» **BRANO FORNITO**:
▬▬▬▬▬▬▬▬▬▬
Gli anni ’50 sono infami e tristi come le reti dei pescatori di un’isoletta del sud Italia completamente abbandonata a sé stessa, se non nel momento più importante per i politicanti di professione, le elezioni.
L’isolano Mario Ruoppolo, povero e disoccupato, ha un immenso desiderio inespresso di entrare in contatto col mondo, con le persone, con le donne e con tutti quei pensieri che non è mai riuscito ad esprimere perché gli mancavano le parole per farlo.
A scompigliare le carte in tavola della vita sua e quella del paesello dove vive arriva Pablo Neruda, poeta cileno, comunista e costretto all’esilio dalla dittatura di Pinochet sostenuta dalla CIA, che col suo burbero carattere, tipico di chi ha paura a diventare un eroe in una società piramidale e ingiusta come quella capitalista, aprirà le porte della percezione di Mario rendendolo allo stesso tempo felice per la nuova consapevolezza ed eternamente infelice per la presa di coscienza della stortura del mondo.
Beata l’ignoranza e beati i menefreghisti.
▬▬▬▬▬▬▬▬▬▬
» **RECORD DEI DATI**:
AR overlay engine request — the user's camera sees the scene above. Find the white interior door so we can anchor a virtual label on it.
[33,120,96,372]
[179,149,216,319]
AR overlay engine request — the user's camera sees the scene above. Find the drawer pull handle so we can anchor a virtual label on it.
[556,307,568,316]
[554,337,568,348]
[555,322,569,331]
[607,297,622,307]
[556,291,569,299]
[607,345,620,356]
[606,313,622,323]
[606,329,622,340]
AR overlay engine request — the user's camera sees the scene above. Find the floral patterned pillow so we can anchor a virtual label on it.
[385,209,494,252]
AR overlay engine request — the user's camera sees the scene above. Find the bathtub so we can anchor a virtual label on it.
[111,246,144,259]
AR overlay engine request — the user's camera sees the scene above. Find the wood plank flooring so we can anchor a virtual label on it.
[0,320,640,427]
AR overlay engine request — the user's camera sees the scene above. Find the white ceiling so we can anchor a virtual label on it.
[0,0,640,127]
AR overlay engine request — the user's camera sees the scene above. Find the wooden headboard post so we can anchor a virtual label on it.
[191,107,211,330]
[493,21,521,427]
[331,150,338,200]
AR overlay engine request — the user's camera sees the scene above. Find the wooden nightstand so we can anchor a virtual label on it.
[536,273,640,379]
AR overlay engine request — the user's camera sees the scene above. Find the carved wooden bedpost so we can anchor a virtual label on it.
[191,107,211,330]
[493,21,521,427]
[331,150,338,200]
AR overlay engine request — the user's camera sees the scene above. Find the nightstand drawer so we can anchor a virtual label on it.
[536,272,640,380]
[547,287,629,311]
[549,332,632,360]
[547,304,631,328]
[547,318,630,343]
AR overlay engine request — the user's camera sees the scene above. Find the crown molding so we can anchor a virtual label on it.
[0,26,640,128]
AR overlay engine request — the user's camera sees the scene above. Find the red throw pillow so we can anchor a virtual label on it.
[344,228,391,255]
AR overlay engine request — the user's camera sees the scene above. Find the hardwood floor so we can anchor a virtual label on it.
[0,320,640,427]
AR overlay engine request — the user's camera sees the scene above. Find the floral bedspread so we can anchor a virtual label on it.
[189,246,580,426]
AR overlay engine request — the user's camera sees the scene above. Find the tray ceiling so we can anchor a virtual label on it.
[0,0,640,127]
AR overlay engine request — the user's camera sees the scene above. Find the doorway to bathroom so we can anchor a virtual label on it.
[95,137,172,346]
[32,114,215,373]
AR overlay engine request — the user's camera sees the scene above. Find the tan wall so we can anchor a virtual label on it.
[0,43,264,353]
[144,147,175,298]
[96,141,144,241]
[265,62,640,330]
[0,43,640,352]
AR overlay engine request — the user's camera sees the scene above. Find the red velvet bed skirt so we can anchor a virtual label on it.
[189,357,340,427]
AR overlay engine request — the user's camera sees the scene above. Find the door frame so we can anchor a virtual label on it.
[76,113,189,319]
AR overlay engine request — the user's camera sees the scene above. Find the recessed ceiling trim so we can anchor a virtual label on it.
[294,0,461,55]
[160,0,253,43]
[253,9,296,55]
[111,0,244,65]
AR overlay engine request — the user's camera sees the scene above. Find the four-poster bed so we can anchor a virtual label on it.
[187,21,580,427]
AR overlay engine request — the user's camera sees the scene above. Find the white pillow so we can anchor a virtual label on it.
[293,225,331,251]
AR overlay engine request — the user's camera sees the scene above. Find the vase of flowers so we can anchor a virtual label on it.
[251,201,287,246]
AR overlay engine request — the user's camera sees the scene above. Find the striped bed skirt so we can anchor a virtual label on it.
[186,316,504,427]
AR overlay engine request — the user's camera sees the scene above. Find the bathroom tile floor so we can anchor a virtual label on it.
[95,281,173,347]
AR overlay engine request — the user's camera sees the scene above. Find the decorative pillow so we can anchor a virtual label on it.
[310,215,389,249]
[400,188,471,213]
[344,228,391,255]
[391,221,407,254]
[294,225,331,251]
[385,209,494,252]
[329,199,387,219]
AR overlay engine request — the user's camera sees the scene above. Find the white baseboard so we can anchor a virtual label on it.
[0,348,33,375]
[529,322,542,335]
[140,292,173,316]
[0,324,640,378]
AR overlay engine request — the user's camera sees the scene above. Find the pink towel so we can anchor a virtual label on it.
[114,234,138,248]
▬▬▬▬▬▬▬▬▬▬
» **DETTAGLI DEL COMPITO**: Prosegui il brano su Mario Ruoppolo e Pablo Neruda, riprendendo subito dopo l'ultima frase riportata.

» **RISPOSTA AL COMPITO**:
Piccolo film dal sapore dolciamaro che Massimo Troisi volle realizzare dopo aver letto il romanzo di Antonio Skàrmeta “Il postino di Neruda” e che segna anche un po’ il testamento dell’attore napoletano, morto letteralmente il giorno dopo finite le riprese.
Semplice come raramente capita con i film (para)biografici, sommesso come non sono le poesie del poeta cileno e commovente senz’essere melenso, Il postino appare subito come un instant classic a chi gli dedica il suo strameritato tempo.
Eccezionale nella prima parte, un pochino a scendere dal momento in cui Neruda parte, ed è un peccato visto che (giustamente) il protagonista è il postino, come fa notare anche l’ellissi del nome del poeta rispetto al titolo originale.
Curiosità: Troisi in inglese è doppiato da Robert De Niro.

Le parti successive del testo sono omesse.